*EXTRACTED DATA*:
---+---
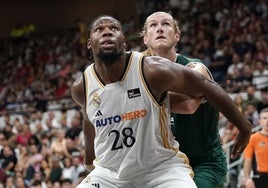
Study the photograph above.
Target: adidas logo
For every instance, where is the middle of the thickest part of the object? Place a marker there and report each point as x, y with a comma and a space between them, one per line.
98, 113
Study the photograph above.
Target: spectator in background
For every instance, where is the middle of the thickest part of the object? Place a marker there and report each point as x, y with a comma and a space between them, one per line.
9, 160
252, 114
258, 147
58, 145
56, 170
264, 100
238, 100
251, 98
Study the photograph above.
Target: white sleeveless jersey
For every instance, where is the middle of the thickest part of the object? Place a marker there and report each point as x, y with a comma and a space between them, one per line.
132, 130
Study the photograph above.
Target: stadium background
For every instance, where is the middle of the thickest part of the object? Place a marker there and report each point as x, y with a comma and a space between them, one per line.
218, 32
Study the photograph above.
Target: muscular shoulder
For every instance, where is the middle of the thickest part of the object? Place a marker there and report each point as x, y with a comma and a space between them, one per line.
183, 60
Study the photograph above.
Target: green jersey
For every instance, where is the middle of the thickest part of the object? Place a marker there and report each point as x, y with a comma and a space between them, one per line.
198, 133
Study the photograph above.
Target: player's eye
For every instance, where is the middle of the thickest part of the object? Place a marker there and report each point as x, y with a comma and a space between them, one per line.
115, 28
152, 25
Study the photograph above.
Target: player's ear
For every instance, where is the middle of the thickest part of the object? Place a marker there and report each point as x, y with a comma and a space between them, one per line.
88, 44
177, 36
145, 40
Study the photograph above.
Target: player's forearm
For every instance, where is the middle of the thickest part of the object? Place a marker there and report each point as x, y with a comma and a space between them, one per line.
247, 168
---+---
*AIM*:
Every record above must be given again exactly; drop the pictures.

*EXERCISE RESULT*:
Study the photograph above.
Target: adidas logo
For every instance, where is the middle of the thickest part of the object? Place a marker there and report each point as x, y with a comma and a space between them, one per line.
98, 113
Study the photograph above.
Target: spectator in background
For every instance, where is the middle of the thickest part of the object? Place a marker there and report each point as x, y with a comma and a space between them, one per line.
9, 160
252, 114
258, 147
58, 145
56, 170
264, 100
238, 100
251, 98
Study the photograph above.
Target: white sleeveless jersey
For every instance, where is the middle of the thickest part of the object? Place a marker there and report each point as x, y with a comma and a space between them, one per line.
132, 130
Study the photograph above.
Target: stadium background
For every instance, where is the middle of the thickest part of the object? Place a marker there and report each point as x, y with a comma and a space between them, one per line.
218, 32
Study the photograph above.
Target: muscular shoulder
For every instance, where is the middle of the thickest part of the object? Place a marker there and report each point as x, y with a comma and a space between them, one per line.
183, 60
Study the photograph above.
Target: green jersey
For every instance, where is the middle of the thickest part of the object? Place a marker there and report each point as x, y with a comma and a space between them, one per line.
198, 133
Study the photograph above.
Target: player's eye
For every instance, where is the middle of the thickest part of the object? Place a marker there and report each point as x, y with a comma and a space between them, one per line.
115, 28
152, 25
Study the photograph above.
Target: player's ear
For every instance, where is the middle of the thickest part of the object? Place a marker there and report each point as x, y with a comma and a space between them, one per line.
88, 44
177, 36
145, 40
Study the photograph above.
Target: player's forearm
For every instance, where is the middle of the thickest part of the object? Place a marker there and report each point as x, y with a comma and a space between them, one per line.
247, 168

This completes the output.